Exercício breve 1 —
Responda às perguntas sobre o texto sobre Zaporíjia.
(a) Qual é a capacidade total de Zaporíjia?
(b) Como descreveu a Agência Internacional de Energia Atómica a situação?
(c) Em que universidade é Tony Roulstone professor de Energia Nuclear?

Excerto do texto —
☆ ☆ ☆

Rússia, Europa Ocidental e Médio Oriente: risco nuclear em Zaporíjia é "grave o suficiente para que todos nos preocupemos"
Zaporíjia possui uma capacidade total de 5,7 gigawatts, o suficiente para abastecer mais de quatro milhões de casas
ANDREY BORODULIN
As grandes instalações de reatores na Ucrânia foram danificadas por bombardeamentos russos e a ONU pediu para ter acesso aos locais. A Agência Internacional de Energia Atómica afirmou que a situação está "fora de controlo" e que ataques às infraestruturas seriam "suicidas". Os especialistas ouvidos pelo Expresso confirmam que o risco nuclear foi elevado até ao seu nível mais alto desde o início da guerra
"Colocar uma central nuclear na linha de fogo é altamente irresponsável." Se os avisos dos responsáveis da Agência Internacional de Energia Atómica não eram suficientes, John Erath, do Centro de Controlo de Armas e Não-Proliferação, vem subir o tom da retórica. Ao Expresso, também Edwin Lyman, especialista em proliferação e terrorismo nuclear e investigador do Institute of Nuclear Materials Management que testemunhou muitas vezes perante o Congresso dos EUA, Shaun Burnie, especialista em nuclear da Greenpeace, e Tony Roulstone, professor de Energia Nuclear da Universidade de Cambridge, explicam os riscos desta incursão por Zaporíjia, e por que é que desta vez a situação é mais preocupante.

☆ ☆ ☆

Linhas de um conjunto de dados de rotulagem de caixas
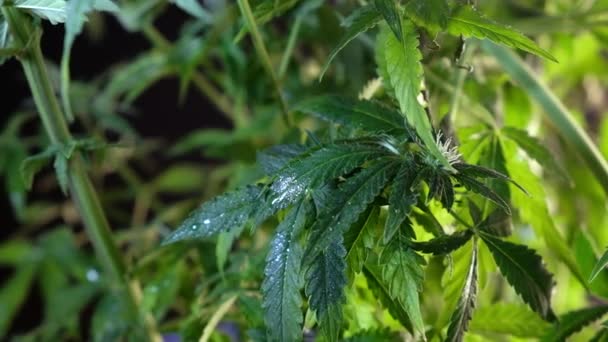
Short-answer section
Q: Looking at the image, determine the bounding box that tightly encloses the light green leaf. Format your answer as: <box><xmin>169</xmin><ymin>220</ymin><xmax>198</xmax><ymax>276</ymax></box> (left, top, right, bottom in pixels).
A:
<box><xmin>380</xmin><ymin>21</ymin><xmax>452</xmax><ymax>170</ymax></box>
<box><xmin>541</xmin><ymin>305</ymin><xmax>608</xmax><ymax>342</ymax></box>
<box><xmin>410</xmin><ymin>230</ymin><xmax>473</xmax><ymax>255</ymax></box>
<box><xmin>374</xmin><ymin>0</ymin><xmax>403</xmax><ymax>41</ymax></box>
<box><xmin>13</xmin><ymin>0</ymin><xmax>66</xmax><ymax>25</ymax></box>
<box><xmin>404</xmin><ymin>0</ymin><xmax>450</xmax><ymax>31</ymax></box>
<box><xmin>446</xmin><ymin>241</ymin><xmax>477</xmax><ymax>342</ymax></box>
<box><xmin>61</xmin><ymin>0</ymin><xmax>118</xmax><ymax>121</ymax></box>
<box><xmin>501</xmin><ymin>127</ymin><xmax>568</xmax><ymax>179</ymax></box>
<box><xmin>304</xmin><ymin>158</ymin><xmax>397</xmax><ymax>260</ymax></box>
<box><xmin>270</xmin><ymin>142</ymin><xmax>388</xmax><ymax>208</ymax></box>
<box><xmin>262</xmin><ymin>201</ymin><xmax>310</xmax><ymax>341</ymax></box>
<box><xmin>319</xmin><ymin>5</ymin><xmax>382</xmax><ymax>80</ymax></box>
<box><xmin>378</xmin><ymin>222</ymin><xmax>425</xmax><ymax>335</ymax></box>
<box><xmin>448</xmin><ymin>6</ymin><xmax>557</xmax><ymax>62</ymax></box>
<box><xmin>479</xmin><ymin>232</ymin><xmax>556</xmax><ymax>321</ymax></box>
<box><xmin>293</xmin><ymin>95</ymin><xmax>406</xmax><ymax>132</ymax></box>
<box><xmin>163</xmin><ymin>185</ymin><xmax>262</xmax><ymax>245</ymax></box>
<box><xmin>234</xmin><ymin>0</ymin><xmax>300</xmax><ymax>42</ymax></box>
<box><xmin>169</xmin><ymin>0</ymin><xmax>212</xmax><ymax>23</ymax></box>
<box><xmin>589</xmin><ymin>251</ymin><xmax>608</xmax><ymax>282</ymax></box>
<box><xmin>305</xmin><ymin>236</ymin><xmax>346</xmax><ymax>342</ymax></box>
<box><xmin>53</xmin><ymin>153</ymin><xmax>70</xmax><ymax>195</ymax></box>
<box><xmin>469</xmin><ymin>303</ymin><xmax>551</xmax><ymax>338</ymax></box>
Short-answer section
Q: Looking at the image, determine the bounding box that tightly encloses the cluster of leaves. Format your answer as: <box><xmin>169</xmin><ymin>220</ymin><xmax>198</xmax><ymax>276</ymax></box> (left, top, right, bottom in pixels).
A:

☆ ☆ ☆

Exercício breve 2 —
Conte quantas linhas dos registos contêm a palavra "right". Indique só o número.

Resposta correta 1 —
(a) 5,7 gigawatts.
(b) Como estando "fora de controlo".
(c) Na Universidade de Cambridge.

Resposta correta 2 —
2